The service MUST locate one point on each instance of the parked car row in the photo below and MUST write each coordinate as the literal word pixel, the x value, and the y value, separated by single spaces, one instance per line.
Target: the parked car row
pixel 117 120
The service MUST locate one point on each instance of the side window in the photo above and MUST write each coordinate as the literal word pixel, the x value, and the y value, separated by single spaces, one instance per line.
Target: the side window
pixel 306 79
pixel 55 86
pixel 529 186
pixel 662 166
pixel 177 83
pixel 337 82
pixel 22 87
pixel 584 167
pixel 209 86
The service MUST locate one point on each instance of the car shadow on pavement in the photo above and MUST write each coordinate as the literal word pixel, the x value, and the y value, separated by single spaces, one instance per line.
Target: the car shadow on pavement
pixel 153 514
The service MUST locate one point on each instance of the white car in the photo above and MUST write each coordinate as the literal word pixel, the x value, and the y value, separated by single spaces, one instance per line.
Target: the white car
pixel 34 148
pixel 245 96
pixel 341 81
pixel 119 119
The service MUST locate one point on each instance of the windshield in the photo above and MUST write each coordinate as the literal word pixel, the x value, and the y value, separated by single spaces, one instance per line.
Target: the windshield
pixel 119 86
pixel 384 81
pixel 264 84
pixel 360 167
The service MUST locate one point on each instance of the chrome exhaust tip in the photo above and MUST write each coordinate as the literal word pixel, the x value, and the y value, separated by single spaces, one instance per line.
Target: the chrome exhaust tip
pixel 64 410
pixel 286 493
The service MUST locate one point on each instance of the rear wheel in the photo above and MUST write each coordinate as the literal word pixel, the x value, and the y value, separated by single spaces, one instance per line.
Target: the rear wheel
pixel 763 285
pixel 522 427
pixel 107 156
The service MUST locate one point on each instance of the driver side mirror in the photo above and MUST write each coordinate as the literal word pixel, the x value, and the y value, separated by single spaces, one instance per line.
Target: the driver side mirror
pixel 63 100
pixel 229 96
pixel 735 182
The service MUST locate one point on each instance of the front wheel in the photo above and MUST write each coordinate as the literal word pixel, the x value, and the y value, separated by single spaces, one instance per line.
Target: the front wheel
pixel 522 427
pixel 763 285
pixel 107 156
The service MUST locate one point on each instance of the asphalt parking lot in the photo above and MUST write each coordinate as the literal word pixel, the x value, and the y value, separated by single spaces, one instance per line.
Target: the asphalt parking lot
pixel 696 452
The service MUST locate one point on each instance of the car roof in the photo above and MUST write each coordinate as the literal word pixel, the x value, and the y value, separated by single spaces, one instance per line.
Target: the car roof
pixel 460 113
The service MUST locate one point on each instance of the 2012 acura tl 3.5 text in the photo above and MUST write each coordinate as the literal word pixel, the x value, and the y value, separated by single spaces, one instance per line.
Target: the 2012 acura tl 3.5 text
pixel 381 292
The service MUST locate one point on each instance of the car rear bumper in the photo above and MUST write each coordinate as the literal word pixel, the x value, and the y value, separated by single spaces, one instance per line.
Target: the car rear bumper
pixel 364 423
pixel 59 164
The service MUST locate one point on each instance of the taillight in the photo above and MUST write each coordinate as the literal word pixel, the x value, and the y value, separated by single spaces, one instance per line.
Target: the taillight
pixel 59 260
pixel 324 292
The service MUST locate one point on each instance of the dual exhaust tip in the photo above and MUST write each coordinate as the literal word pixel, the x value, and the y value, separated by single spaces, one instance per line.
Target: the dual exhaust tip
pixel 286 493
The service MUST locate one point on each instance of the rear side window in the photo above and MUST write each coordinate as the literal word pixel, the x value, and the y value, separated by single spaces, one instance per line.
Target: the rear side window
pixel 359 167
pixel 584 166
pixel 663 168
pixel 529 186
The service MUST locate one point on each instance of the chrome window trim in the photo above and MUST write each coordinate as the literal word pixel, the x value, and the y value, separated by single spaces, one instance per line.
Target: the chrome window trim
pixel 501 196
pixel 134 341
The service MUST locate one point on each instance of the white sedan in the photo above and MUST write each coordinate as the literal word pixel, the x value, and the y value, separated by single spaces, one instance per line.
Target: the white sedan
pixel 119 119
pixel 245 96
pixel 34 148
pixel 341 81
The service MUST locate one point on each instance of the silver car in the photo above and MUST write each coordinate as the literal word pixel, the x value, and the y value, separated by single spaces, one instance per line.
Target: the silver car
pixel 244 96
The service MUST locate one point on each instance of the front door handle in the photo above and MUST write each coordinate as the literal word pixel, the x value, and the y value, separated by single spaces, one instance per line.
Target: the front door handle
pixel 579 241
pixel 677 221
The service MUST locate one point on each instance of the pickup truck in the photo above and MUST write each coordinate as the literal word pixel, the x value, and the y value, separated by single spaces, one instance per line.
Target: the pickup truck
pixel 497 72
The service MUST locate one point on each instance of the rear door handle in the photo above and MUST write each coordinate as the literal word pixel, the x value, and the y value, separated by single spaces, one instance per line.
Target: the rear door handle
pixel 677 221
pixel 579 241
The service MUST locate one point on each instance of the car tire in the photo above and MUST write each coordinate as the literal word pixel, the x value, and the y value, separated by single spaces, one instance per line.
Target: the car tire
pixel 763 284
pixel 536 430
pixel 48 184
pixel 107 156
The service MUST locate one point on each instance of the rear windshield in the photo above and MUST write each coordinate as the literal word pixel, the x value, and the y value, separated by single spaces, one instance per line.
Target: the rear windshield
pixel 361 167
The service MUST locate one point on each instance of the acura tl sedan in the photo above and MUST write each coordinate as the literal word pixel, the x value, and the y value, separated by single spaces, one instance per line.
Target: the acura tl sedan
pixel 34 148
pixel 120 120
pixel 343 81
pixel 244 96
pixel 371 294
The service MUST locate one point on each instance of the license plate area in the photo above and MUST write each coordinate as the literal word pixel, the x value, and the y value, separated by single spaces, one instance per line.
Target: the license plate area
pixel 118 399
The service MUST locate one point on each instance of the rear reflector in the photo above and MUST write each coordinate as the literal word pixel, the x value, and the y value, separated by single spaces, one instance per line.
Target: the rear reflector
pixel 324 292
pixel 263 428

^^^^^^^^^^^^^^^^

Work to be completed: Transcribe every record above word for word.

Exercise response:
The service MUST locate one point on each instance of the parked car row in the photo below and MUST write each coordinate as the literal word pixel, the x value, and the y value, separated by single spaces, one instance per line.
Target: the parked car row
pixel 117 120
The service MUST locate one point on each instance of the side window in the photo above and MUST write each coordinate as the literal word pixel, the x value, and the y value, separated by single spaces, one instance per line.
Target: the side window
pixel 306 79
pixel 55 86
pixel 529 186
pixel 662 166
pixel 177 83
pixel 337 82
pixel 22 87
pixel 584 167
pixel 209 86
The service MUST locate one point on each instance of the car shadow on pavement in the photo above and MUST write each coordinate as the literal word pixel, the x value, and the y value, separated by single spaces, one instance per line.
Target: the car shadow on pavement
pixel 153 514
The service MUST locate one point on each instance of the white car in the photo above and MUST write each coordinate as the literal word pixel, the x value, and the y value, separated by single spaces, one instance per line.
Target: the white car
pixel 34 148
pixel 245 96
pixel 341 81
pixel 119 119
The service MUST locate one point on each instance of the windshield in the photo above and MUST write each coordinate as the literal word pixel, the x value, and the y value, separated by single spaces, one instance per line.
Target: the windshield
pixel 119 86
pixel 384 81
pixel 264 84
pixel 360 167
The service MUST locate one point on each instance of the chrome exhaust tip in the photo above and MUST write each coordinate as the literal word pixel, the x value, and the y value, separated by single spaces, one instance per line.
Target: the chrome exhaust tip
pixel 64 410
pixel 286 493
The service MUST locate one point on each instance of the rear wheel in the photo above and MUST write each coordinate as the literal word pixel, the x value, and the y value, separated by single spaces, one instance per line.
Target: the rear wheel
pixel 763 285
pixel 522 427
pixel 107 156
The service MUST locate one point on each instance of the driver side mirror in the photo above and MUST write each coordinate as the literal word pixel, the x value, and the y value, separated by single spaces, one instance per line.
Target: the driver side mirror
pixel 63 100
pixel 229 96
pixel 735 182
The service MUST locate one point on each instance of the front wheel in the photo above and MUST write each coordinate as the literal word pixel, the x value, and the y value, separated by single spaces, one instance per line.
Target: the front wheel
pixel 522 427
pixel 763 285
pixel 107 156
The service MUST locate one point on each instance of the asphalt parking lot in the photo above and MUST write each coordinate as the literal word pixel, the x value, and the y value, separated by single spaces, one instance per line.
Target: the asphalt parking lot
pixel 696 452
The service MUST locate one point on each instance of the car roof in the photo above and MUST write each coordinate as the literal word pixel, the x value, and the y value, separated by single spaces, one instance per line.
Target: the car roof
pixel 460 113
The service MUST locate one point on each instance of the 2012 acura tl 3.5 text in the photo above and MUST write each coordinate as the literal word pixel, the x value, and the y value, separated by single spaces, one instance per line.
Target: the 2012 acura tl 3.5 text
pixel 381 292
The service MUST locate one point on each instance of the car rear bumper in the photo above and MUST write each coordinate as the literal word pixel, the x value, and the y value, separated by single spaces, one instance per line.
Target: the car rear bumper
pixel 364 423
pixel 59 164
The service MUST locate one point on each instance of the taillight in the photo above and MUST write each coordinate as the literal word pixel, the x value, and the y value, separated by single spaces, one instance per line.
Target: the taillight
pixel 59 260
pixel 324 292
The service MUST locate one point on each instance of the dual exhaust tip in the photo above and MUST write each coordinate as the literal word pixel, the x value, and the y value, separated by single spaces, one instance per line.
Target: the dual exhaust tip
pixel 286 493
The service MUST locate one point on each instance of the rear side window in the photo above and MUST write each coordinate as the literal word pixel, the x value, and the y value, separated by single spaces, one instance per line.
Target: the rear side window
pixel 359 167
pixel 584 166
pixel 663 168
pixel 529 186
The service MUST locate one point on each instance of the chrome window trim in the photo above and MUST write each coordinate as the literal word pixel, the x value, and the y value, separated by single spaces, one instance per line.
Target: the chrome window trim
pixel 501 196
pixel 134 341
The service MUST locate one point on each instance of the white sedan in the photo above and MUST write each coordinate as the literal word pixel, the x value, and the y value, separated by single spaces, one instance per line.
Target: the white sedan
pixel 119 119
pixel 245 96
pixel 34 148
pixel 341 81
The service MUST locate one point on each instance of the silver car in the photo above and MUST write each coordinate as the literal word pixel, the x value, and the y value, separated by single spaces, one instance per line.
Target: the silver car
pixel 244 96
The service MUST locate one point on each instance of the front door handle in the photo above and MUST write each coordinate as the literal word pixel, the x value, and the y value, separated by single spaces, one instance per line.
Target: the front door handle
pixel 579 241
pixel 677 221
The service MUST locate one point on each instance of the pickup truck in the photo above and MUST write each coordinate as the literal word pixel, the x value, and the y value, separated by single spaces, one instance per line.
Target: the pickup truck
pixel 497 72
The service MUST locate one point on each instance of the rear door handle in the photo above and MUST write each coordinate as the literal word pixel, the x value, and the y value, separated by single spaces, one instance per line.
Target: the rear door handle
pixel 677 221
pixel 579 241
The service MUST locate one point on each instance of the car tire in the photo above and MUST write each coordinate as the literal word pixel, the x value, and the y value, separated by single spaces, one instance per line.
Target: the car tire
pixel 763 284
pixel 536 430
pixel 48 184
pixel 107 156
The service MUST locate one point on each instance of the rear windshield in the photo above and MUST write each coordinate as the literal word pixel, the x value, and the y value, separated by single spaces, one instance per line.
Target: the rear windshield
pixel 361 167
The service MUST locate one point on each instance of the acura tl sedan in the photo above and MUST write each coordinate as the literal word pixel, the x value, and the y value, separated by single spaces, one instance per line.
Target: the acura tl sedan
pixel 34 148
pixel 120 120
pixel 343 81
pixel 244 96
pixel 371 294
The service MUST locate one point on each instance of the license plate area in the photo above and MUST write each coordinate as the literal word pixel, the x value, and the y value, separated by single spaces, one instance per line.
Target: the license plate area
pixel 118 399
The service MUST locate one point on each instance of the rear reflector in the photo above and MUST write each coordinate as the literal word pixel, the x value, and the y value, separated by single spaces, one instance per line.
Target: the rear reflector
pixel 324 292
pixel 263 428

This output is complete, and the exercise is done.